▸ **Excerpted text**
● ● ●
A major pillar of the energy transition and in reaching a global net-zero state, electrical vehicles (EV) are posed as the fix to reducing, and eventually eliminating, the carbon dioxide vehicles emit each year.
In 2020 alone, personal cars produced approximately three billion metric tons of carbon dioxide emissions worldwide. Greenhouse gas (GHG) emissions from transportation account for about 27% of total US greenhouse gas emissions, making it the largest contributor to US GHG emissions.
As the landscape for EVs unfolds—with the US, EU, and China as market leaders and electrification being the primary propulsion method—industry experts weigh in on what to expect.
Below, we dive into the developments and headwinds facing the energy transition theme, how battery charging and recycling impact sales, where hydrogen fits into this landscape, and much more.
Related Reading: Top 6 Energy Transition Trends to Watch in 2023
Developing the EV Landscape
Since the earliest iterations of EVs dating back to the 1890s, nations around the world have raced to create a mode of transportation that relies on cleaner forms of fuel—an electrical outlet rather than oil. Today, the US, EU, and China have taken the lead, with auto manufacturers like Ford, Tesla, BYD, and Volkswagen being some of the first to offer products to the market.
Between 2011 and 2021, the number of electric vehicles jumped from about 22,000 to more than 2 million. This rate of adoption can be attributed to the “pre-existing” infrastructure for manufacturing EVs: distribution, generation, and, in terms of technology, electrons production, were departments that auto manufacturers already have in place. EVs gained traction because it was a relatively straightforward transition.
However, one of the biggest hurdles for widespread adoption has been consumer education or, more so, the lack of it. According to a study by Teads conducted in partnership with Kantar, “only a few brands are already strongly associated with electric vehicles,” and “almost 40% of all respondents aren’t aware of the full benefits of an EV car.”
● ● ●
▸ **Set problem A**
In the electric vehicle passage, what share of total US greenhouse gas emissions is attributed to transportation?
▸ **Set problem B**
List every auto manufacturer named in the electric vehicle passage.
▸ **Set problem C**
Carry the electric vehicle passage forward from its last sentence.

▸ **Point labeling examples**
● ● ●
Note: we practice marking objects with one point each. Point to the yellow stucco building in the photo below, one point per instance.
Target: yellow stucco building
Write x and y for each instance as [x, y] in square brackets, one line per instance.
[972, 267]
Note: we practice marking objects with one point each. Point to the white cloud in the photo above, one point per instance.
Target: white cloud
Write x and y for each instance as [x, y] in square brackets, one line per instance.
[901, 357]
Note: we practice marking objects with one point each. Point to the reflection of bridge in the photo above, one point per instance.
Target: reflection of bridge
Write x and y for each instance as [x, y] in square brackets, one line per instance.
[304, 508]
● ● ●
▸ **Output A**
About 27%.

▸ **Output B**
Ford, Tesla, BYD, Volkswagen

▸ **Output C**
Electric vehicles are shown to reduce fuel costs dramatically because of the high efficiency of electric-drive components. All-electric vehicles and PHEVs utilize electric power to some extent, so their fuel economy is measured differently than that of conventional vehicles. The US Department of Energy states that “depending on how they are driven, today’s light-duty all-electric vehicles (or PHEVs in electric mode) can exceed 130 MPGe and can drive 100 miles consuming only 25–40 kWh.
Additionally, costs to maintain an electric car, especially battery-powered vehicles, are generally lower than fossil fuel-powered vehicles due to fewer moving parts. EVs have single-speed transmissions and regenerative braking, which mitigates wear on brakes. The best part: EVs don’t require oil changes.
For US automakers, their EV batteries are required to have a warranty for a minimum of eight years or 100,000 miles. However, most EV battery packs have lasted more than 200,000 miles with less than 10% degradation in power capacity, meaning the only regular maintenance costs most consumers incur are new windshield wipers and tires.
China Ahead in the Race
China’s fast-growing electric vehicle market is driving global competition due to Chinese manufacturers like BYD, Chery, and SAIC-GM-Wuling (SGWM) ramping up production and expanding their product lines, with more than five million battery-powered electric vehicles forecasted to be sold this year.
As China’s EV market becomes better supplied and supply-chain bottlenecks ease, the communist country’s grip on being the world’s largest EV market gets tighter, thanks to a decade of accommodating government policies and incentives.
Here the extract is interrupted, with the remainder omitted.